Page extract:
--*--
The Alexander Technique is a practical approach to working with postural movement habits. F.M. Alexander (1869-1955) conducted a rigorous process of inquiry and experimentation to understand what interferes with optimal human function. He recognized the integration of the physical, psychological and emotional dimensions of the whole person. The effect of stress or strain is neither just mental nor just physical. It impacts every aspect of being. How can one determine which habits are helpful and which are counterproductive?

In an Alexander Technique lesson, a student learns skills in self-observation, reasoning, decision making, post-activity reflection and assessment. The Alexander Technique teacher uses hands on contact with the student to give feedback and guidance in fundamental movement patterns. Playful exploration is an opportunity to question the unexamined assumptions and expectations that one lugs around and struggles with over a lifetime. The Alexander Technique provides a way for a student to work constructively with change at a self directed pace.

The Alexander Technique is not a treatment or a set of exercises. A lesson involves thinking and movement as a principled process is learned in general activities such as sitting or standing, walking, floor work or table work. Using a musical instrument or doing other specialized activities can also be part of a lesson. The student will be clothed at all times and therefore should wear comfortable clothing suitable for movement.

Benefits that students experience are wide ranging, but fall broadly into areas affected indirectly by changes in the nervous system and muscular coordination such as improvements in uprightness, freedom and ease in movement, overuse symptoms, pain caused by misallocated tension from postural misuse, anxiety, balance, coordination, presence, awareness, and increased capacity for decision making and agency.
--*--
Dataset entries:

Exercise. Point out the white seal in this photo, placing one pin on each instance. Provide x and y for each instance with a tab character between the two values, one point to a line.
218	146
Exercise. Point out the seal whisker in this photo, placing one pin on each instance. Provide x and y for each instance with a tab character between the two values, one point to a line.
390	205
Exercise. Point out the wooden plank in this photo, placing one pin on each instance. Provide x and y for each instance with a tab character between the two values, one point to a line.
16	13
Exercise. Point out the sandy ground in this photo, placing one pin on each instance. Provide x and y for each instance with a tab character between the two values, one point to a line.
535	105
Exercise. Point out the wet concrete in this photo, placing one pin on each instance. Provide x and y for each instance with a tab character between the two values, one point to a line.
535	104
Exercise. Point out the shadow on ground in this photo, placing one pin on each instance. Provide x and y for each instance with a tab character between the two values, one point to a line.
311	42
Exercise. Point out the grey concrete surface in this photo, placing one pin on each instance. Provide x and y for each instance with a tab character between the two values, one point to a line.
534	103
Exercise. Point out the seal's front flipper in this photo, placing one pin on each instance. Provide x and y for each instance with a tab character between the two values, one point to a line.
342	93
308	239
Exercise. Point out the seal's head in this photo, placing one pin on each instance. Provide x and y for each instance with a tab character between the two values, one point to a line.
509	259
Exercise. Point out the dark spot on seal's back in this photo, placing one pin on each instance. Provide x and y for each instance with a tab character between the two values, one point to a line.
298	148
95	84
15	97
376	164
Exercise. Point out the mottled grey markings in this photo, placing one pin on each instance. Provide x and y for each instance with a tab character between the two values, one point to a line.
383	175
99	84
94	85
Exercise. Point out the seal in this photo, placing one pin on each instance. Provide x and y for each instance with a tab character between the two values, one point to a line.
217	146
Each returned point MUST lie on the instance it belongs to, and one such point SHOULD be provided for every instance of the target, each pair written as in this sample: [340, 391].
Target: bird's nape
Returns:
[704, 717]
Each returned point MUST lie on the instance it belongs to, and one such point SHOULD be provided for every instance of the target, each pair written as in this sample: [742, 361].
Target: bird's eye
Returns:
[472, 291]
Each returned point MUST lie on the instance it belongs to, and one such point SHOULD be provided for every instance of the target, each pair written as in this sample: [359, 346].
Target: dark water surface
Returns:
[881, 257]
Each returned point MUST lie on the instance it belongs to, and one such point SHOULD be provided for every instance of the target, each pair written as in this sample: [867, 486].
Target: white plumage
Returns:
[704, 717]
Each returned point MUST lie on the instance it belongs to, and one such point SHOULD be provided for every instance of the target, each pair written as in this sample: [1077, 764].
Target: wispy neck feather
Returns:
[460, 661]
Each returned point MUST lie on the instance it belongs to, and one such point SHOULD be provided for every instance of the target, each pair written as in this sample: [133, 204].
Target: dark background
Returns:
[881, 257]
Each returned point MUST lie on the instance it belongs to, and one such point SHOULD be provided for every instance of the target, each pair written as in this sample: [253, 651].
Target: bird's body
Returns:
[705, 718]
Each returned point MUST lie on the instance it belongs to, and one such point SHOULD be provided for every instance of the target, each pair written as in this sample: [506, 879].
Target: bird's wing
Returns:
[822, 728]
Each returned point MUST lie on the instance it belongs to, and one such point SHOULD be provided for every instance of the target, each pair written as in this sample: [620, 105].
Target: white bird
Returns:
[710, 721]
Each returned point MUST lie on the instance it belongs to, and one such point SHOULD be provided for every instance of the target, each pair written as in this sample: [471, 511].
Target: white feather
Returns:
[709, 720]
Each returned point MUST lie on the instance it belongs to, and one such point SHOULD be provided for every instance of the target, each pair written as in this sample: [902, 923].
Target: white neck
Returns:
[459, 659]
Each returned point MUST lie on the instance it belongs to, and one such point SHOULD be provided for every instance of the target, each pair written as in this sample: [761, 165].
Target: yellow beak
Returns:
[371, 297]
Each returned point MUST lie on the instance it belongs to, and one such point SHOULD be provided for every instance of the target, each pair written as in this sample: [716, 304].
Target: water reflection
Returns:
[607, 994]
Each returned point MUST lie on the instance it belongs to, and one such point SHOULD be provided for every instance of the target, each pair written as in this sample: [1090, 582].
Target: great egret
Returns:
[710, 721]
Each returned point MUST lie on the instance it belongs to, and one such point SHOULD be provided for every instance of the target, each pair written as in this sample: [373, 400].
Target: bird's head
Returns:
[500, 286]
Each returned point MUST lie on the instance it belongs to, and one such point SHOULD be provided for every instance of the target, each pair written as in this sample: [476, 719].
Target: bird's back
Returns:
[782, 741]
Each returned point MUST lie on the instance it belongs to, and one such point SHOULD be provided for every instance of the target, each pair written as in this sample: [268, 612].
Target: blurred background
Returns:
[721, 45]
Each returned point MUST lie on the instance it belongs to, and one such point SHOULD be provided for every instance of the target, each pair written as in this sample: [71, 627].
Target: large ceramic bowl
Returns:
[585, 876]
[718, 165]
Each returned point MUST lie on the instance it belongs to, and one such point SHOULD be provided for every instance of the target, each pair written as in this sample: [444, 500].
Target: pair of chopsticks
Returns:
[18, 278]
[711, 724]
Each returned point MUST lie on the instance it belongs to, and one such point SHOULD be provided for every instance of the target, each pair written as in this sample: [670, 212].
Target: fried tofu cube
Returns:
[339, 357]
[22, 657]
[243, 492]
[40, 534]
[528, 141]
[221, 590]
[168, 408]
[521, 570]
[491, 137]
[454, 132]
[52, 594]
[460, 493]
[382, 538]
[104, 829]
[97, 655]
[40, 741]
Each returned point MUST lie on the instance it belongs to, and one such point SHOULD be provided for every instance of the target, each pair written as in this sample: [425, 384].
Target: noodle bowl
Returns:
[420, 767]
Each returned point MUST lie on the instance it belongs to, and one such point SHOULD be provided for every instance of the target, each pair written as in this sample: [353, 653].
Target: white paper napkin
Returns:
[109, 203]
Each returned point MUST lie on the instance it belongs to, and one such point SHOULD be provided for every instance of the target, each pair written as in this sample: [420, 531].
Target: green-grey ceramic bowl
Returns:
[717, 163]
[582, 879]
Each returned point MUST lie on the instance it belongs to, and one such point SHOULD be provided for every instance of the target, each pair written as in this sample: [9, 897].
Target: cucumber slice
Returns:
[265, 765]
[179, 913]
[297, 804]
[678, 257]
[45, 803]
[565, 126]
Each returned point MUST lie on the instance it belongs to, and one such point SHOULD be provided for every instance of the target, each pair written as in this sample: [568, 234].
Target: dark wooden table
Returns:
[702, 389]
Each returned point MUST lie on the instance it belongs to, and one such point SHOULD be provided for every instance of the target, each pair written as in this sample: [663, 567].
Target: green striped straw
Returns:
--*--
Exercise goal: Retype the passage from the Alexander Technique text, starting with "The Alexander Technique is a" and going on through "which are counterproductive?".

Your solution:
The Alexander Technique is a practical approach to working with postural movement habits. F.M. Alexander (1869-1955) conducted a rigorous process of inquiry and experimentation to understand what interferes with optimal human function. He recognized the integration of the physical, psychological and emotional dimensions of the whole person. The effect of stress or strain is neither just mental nor just physical. It impacts every aspect of being. How can one determine which habits are helpful and which are counterproductive?